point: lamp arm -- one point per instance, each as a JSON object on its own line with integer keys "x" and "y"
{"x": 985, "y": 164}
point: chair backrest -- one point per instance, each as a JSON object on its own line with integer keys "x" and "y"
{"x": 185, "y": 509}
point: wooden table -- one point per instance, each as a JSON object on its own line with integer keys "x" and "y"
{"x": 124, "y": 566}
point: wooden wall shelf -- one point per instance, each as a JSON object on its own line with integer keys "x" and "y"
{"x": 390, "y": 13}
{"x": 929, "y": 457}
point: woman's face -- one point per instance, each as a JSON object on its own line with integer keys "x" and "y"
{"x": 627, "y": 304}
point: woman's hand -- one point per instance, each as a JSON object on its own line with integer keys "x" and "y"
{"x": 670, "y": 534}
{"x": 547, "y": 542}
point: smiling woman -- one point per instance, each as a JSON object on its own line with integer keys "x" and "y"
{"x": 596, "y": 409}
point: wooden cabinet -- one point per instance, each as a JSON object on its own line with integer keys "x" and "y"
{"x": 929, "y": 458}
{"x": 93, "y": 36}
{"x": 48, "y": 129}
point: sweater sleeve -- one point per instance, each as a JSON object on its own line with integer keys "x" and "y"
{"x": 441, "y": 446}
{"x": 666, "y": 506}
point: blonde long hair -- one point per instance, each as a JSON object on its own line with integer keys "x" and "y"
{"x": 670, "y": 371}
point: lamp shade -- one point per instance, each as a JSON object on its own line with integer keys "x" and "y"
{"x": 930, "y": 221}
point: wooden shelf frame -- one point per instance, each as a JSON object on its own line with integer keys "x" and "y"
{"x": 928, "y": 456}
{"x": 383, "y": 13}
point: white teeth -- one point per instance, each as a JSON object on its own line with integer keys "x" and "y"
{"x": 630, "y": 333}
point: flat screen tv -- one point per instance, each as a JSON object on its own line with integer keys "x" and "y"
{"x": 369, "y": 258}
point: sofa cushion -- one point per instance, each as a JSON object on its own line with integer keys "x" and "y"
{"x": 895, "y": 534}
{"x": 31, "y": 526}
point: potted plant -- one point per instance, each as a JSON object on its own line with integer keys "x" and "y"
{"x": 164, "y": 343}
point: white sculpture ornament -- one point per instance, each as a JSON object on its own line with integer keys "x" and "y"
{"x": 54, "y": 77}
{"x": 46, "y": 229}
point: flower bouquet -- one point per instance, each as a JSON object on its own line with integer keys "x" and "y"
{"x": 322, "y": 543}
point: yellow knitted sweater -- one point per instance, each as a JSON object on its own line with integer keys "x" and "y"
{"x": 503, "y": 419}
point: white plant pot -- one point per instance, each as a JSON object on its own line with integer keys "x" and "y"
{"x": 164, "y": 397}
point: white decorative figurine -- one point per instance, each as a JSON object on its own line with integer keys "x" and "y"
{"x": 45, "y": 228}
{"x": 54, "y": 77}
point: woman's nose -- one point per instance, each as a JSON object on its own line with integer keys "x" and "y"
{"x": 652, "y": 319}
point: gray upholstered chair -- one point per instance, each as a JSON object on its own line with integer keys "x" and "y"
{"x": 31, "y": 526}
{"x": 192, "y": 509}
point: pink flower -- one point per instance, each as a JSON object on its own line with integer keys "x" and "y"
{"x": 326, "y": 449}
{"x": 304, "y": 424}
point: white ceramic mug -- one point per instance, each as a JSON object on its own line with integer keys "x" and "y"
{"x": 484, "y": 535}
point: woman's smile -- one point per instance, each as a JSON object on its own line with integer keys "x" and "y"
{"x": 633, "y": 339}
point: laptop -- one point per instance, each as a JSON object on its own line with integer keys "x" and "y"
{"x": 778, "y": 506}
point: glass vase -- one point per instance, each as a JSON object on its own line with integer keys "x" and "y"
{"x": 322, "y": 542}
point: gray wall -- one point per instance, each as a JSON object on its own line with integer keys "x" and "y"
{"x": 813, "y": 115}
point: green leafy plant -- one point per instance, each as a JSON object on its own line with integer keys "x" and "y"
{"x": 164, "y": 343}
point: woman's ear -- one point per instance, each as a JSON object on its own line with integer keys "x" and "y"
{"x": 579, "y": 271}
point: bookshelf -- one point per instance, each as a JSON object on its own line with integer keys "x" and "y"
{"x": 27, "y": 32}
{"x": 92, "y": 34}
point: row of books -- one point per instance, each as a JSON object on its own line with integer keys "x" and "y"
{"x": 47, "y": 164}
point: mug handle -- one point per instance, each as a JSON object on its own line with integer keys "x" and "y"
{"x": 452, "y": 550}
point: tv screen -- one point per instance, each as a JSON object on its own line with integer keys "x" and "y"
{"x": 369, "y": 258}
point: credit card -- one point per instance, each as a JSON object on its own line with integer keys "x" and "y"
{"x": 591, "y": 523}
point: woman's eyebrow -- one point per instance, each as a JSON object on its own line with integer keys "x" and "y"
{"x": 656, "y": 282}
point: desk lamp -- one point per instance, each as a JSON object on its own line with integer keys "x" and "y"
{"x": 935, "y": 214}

++++++++++

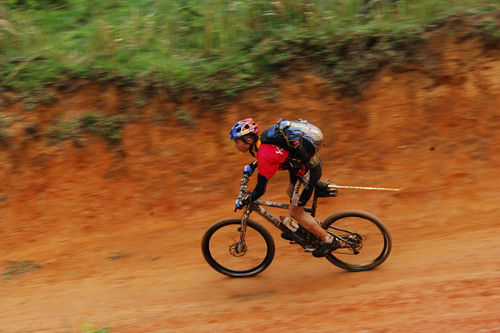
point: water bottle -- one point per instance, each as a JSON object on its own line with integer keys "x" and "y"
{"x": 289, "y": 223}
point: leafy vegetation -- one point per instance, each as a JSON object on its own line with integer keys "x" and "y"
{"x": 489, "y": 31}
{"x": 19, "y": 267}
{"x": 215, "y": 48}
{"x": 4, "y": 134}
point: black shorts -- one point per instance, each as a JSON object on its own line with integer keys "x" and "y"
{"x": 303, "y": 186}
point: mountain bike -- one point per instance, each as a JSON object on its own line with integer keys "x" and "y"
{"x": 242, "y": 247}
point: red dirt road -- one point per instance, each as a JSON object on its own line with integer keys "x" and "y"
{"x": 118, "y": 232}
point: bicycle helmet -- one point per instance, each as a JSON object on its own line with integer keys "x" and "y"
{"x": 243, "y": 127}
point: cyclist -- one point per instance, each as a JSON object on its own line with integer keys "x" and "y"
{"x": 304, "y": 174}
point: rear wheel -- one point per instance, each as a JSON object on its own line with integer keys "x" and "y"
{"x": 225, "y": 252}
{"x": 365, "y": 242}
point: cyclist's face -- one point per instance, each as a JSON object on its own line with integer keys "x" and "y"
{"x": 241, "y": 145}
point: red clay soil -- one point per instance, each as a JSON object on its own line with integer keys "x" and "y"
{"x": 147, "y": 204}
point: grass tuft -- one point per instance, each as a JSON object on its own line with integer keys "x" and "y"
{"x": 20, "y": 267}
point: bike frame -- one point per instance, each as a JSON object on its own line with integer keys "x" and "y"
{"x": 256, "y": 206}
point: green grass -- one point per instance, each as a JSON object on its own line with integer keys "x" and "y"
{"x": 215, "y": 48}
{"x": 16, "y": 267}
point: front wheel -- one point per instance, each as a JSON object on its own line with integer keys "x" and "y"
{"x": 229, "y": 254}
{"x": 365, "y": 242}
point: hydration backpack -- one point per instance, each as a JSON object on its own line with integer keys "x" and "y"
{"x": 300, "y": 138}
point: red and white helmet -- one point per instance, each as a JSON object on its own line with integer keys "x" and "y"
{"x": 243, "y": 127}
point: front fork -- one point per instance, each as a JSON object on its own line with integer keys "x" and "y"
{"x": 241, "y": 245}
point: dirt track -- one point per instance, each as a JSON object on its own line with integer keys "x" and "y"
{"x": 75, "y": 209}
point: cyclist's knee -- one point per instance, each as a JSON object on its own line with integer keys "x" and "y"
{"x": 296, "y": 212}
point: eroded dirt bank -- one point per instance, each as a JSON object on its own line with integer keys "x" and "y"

++++++++++

▶ **EXERCISE TASK**:
Scale down everything from the line containing "point: dirt track" down to the line containing "point: eroded dirt", both included, by writing those lines out again with their requests and multiplying each x and y coordinate in the answers by 0.9. Round each result to a whole number, with halves going up.

▶ **TASK RESULT**:
point: dirt track -- one point per instance, each as a JSON object on its own line with integer keys "x" and "y"
{"x": 68, "y": 188}
point: cyclist's knee -- one point per instance, each as a JSON object on its own line with integer keys "x" and "y"
{"x": 266, "y": 191}
point: eroded dirt bank -- one point per instance, each as a JSON object on its own line with integer keys "x" and "y"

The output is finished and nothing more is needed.